*Zitierter Abschnitt:*
------

Kein politischer Status für die Kurd:innen

Jetzt bildet der türkische Staat seine verbündeten HTS-Kräfte mit dem gleichen Ziel aus und leitet sie an: zu verhindern, dass die Kurd:innen politischen Status erlangen, und zu verhindern, dass die kurdische Frage sowohl von nationalen als auch von internationalen Akteur:innen offiziell anerkannt wird.

Immer wenn Beamte in Damaskus Gespräche mit der QSD oder der DAANES aufnehmen, werden sofort alle Alarmsysteme in Ankara aktiviert. Entweder eilen türkische Beamte nach Damaskus oder sie laden die Behörden in Damaskus vor, als wären sie ihre eigenen Provinzgouverneure.

Die Türkei agiert aus Angst

Trotz der Aufrechterhaltung der täglichen Beziehungen fühlen sie sich immer noch unwohl und misstrauisch und sind ständig nervös aus Angst, dass Damaskus den Kurd:innen bestimmte Versprechungen machen könnte. Hätten sie die Macht dazu, würden sie den Vereinigten Staaten und Europa sagen: „Begrüßt die Kurd:innen nicht, geht keine Beziehungen zu ihnen ein.“

Sie haben solche Erklärungen schon oft abgegeben, Verhandlungen geführt und unermüdlich daran gearbeitet, diese Position durchzusetzen, aber es ist ihnen nie gelungen, vollständige Akzeptanz zu erreichen. Als es ihnen nicht gelang, diese Entwicklungen zu stoppen, richteten sie ihren Druck auf HTS, verstärkten ihren Einfluss und hielten die Organisation unter strenger Kontrolle.

Taktik der Spaltung geht bisher nicht auf

Während der türkische Staat in Syrien eine blockierende und störende Rolle spielt, verstärkt er gleichzeitig den Druck auf Imrali im eigenen Land, um dort Unterstützung zu erhalten. Die QSD und die DAANES sind weiterhin einer ständigen Bedrohung ausgesetzt. Die Türkei versucht, einen Konflikt zwischen Kurd:innen und Araber:innen zu provozieren, und setzt alle Formen destruktiver und destabilisierender Aktivitäten fort, aber dies ist nicht so einfach zu erreichen, wie sie hofft.

------

*Inhalt des Datensatzes:*
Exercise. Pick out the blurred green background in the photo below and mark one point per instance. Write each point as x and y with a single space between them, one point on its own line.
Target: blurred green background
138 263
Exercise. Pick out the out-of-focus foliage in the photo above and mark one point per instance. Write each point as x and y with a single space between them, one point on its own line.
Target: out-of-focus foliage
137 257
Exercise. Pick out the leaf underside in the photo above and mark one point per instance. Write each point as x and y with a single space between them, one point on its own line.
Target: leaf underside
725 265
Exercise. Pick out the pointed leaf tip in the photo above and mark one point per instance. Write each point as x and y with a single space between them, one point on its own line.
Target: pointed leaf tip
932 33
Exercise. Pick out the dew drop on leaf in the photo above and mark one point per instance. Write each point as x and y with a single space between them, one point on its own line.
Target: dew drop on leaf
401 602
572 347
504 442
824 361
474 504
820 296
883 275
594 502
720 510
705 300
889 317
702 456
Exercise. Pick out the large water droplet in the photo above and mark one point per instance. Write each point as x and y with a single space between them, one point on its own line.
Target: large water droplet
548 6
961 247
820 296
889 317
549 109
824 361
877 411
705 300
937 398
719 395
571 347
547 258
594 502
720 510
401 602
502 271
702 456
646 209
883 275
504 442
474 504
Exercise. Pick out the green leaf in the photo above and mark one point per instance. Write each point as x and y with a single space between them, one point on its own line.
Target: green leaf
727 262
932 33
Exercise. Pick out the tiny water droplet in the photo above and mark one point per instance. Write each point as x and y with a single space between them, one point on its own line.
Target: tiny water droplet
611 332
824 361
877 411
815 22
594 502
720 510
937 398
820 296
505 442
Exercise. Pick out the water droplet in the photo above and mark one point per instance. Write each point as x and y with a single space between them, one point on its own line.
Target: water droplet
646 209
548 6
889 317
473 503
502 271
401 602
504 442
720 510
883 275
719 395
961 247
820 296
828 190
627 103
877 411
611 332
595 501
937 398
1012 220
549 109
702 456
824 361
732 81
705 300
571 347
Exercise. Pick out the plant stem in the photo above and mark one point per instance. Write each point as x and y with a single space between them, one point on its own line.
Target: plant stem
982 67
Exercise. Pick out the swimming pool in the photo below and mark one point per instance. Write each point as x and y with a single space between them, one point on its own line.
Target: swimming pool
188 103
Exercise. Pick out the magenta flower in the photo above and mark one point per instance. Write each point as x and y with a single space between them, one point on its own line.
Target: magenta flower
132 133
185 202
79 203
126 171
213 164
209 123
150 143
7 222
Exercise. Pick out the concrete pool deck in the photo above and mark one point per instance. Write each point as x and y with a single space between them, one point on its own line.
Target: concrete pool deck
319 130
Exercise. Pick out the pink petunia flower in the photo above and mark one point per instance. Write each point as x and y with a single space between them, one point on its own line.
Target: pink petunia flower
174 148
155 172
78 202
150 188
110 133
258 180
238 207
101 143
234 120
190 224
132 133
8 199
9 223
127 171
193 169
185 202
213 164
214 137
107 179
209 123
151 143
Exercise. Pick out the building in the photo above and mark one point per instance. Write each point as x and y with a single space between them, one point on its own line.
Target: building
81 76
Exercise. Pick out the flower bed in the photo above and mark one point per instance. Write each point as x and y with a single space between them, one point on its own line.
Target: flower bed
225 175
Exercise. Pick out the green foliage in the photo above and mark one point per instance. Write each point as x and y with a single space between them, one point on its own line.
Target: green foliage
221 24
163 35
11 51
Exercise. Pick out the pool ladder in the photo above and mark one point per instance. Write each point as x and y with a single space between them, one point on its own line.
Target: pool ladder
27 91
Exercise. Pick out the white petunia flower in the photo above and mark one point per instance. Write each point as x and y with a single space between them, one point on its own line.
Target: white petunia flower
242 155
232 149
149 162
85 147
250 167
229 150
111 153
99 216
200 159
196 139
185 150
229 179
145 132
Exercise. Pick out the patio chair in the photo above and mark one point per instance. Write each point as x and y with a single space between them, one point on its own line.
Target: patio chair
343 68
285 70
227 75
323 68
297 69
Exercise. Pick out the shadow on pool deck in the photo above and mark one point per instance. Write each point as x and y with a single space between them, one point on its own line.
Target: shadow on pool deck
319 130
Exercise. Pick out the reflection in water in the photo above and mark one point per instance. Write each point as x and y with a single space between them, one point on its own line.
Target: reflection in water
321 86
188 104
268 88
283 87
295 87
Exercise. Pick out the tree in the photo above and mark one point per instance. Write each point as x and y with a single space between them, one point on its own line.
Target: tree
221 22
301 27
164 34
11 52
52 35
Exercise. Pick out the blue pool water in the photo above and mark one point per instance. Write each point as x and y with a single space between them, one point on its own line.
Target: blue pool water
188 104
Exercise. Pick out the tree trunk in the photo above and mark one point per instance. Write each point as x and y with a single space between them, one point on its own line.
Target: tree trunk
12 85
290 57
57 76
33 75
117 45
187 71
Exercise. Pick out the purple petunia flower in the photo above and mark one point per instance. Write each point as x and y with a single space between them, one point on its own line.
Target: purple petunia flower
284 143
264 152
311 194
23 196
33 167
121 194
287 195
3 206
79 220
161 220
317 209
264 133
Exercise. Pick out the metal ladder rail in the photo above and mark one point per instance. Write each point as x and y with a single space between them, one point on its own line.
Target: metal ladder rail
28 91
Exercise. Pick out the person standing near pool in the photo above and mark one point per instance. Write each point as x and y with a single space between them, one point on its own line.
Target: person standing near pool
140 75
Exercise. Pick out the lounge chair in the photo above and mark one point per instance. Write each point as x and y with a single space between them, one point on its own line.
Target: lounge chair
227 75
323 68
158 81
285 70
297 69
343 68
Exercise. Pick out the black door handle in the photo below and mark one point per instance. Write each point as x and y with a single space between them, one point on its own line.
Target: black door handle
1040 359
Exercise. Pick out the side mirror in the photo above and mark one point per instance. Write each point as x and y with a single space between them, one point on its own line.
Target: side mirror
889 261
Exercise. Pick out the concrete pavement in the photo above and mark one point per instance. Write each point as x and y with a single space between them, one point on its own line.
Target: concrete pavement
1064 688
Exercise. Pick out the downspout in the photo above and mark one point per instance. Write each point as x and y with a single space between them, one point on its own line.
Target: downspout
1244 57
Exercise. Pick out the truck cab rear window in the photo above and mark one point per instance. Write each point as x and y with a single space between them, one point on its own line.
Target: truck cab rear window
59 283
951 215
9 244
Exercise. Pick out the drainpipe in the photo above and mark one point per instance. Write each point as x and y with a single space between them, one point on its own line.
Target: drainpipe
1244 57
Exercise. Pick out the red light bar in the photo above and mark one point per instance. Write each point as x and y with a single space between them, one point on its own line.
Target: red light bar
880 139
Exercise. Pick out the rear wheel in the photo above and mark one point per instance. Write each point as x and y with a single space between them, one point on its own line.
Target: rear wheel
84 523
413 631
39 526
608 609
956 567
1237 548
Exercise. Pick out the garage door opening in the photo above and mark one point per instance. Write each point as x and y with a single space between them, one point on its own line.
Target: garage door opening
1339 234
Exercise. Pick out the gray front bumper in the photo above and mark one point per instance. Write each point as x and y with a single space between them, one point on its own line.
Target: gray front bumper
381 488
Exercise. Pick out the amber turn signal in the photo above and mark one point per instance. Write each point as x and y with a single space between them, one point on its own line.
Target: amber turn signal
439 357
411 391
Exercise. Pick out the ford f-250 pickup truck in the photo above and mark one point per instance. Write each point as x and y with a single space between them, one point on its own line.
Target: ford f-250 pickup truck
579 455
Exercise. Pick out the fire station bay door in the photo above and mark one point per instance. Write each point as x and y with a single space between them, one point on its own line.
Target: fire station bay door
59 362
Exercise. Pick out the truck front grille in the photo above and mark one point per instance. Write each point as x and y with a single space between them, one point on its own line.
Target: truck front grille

------

*Aufgaben und Übungen:*
A – Beantworte diese Fragen zum Abschnitt über die Türkei und die Kurd:innen:
(i) Wen bildet der türkische Staat aus und leitet sie an?
(ii) Was passiert in Ankara, sobald Beamte in Damaskus Gespräche mit der QSD oder der DAANES aufnehmen?
(iii) Zwischen welchen beiden Gruppen versucht die Türkei einen Konflikt zu provozieren?
B – Schreib den Abschnitt über die Türkei und die Kurd:innen nach seinem letzten Satz weiter.

*Antworten der Reihe:*
A –
(i) Seine verbündeten HTS-Kräfte.
(ii) Dort werden sofort alle Alarmsysteme aktiviert.
(iii) Zwischen Kurd:innen und Araber:innen.

B –
Aus dieser Perspektive versucht die Türkei, Abdullah Öcalans Bemühungen um Frieden und Lösung zu nutzen und diesen Prozess auf Syrien auszuweiten. Da Öcalan jedoch nicht gemäß ihren Erwartungen handelt, wurden keine Fortschritte in Richtung Frieden und einer politischen Lösung in der Türkei erzielt. Die Regierung hat keine konkreten Schritte unternommen und hält Öcalan weiterhin als Geisel fest.

Trügerische Stimmung

Wir wiederholen und betonen diese Punkte, um davor zu warnen, sich zu sehr von der positiven Stimmung aus Damaskus mitreißen zu lassen. Es gibt immer noch eine Kraft, die alles zunichte machen kann. Obwohl türkische Beamte manchmal aus taktischen Gründen eine sanfte, diplomatische Sprache verwenden, folgen auf solche Äußerungen immer giftige Erklärungen und Drohungen seitens des Verteidigungsministeriums.

Die türkischen Medien sind voll von kriegstreiberischen Figuren, monströsen Persönlichkeiten, die im Fernsehen mit Stöcken herumfuchteln. Viele dieser Kommentatoren, die Blutvergießen verherrlichen und provokative Haltungen an den Tag legen, treten mit Titeln wie „Professor“ oder „Experte“ auf. Solange diese Cheerleader, die die türkische Armee anfeuern und vor ihr hermarschieren, sich in der Öffentlichkeit so rücksichtslos verhalten dürfen, ist es ratsam, nicht übermäßig hoffnungsvoll zu werden oder sich mitreißen zu lassen. Ihre Fäden werden von irgendwoher gezogen; sie handeln nicht aus eigenem Antrieb.

Einseitig herrscht permanente Gesprächsbereitschaft

Die QSD und die DAANES haben kontinuierlich nach Wegen gesucht, das Abkommen vom 10. März umzusetzen, und waren stets zum Dialog bereit; sie haben Gespräche nie vermieden. Alle Entscheidungen der anderen Seite waren jedoch einseitig. Sie haben sich geweigert, andere in die Regierungsführung oder den Wiederaufbau einzubeziehen, und stattdessen ein monolithisches und übermäßig zentralisiertes System geschaffen.

Der Kern des Problems liegt in ihrer Mentalität und Weltanschauung. Sie wollen kein demokratisches Syrien und bestehen darauf, dass sich die QSD und die DAANES diesem unterwerfen. Der türkische Staat unterstützt und ermutigt sie in dieser Haltung.

Werden die Bemühungen der USA anhalten?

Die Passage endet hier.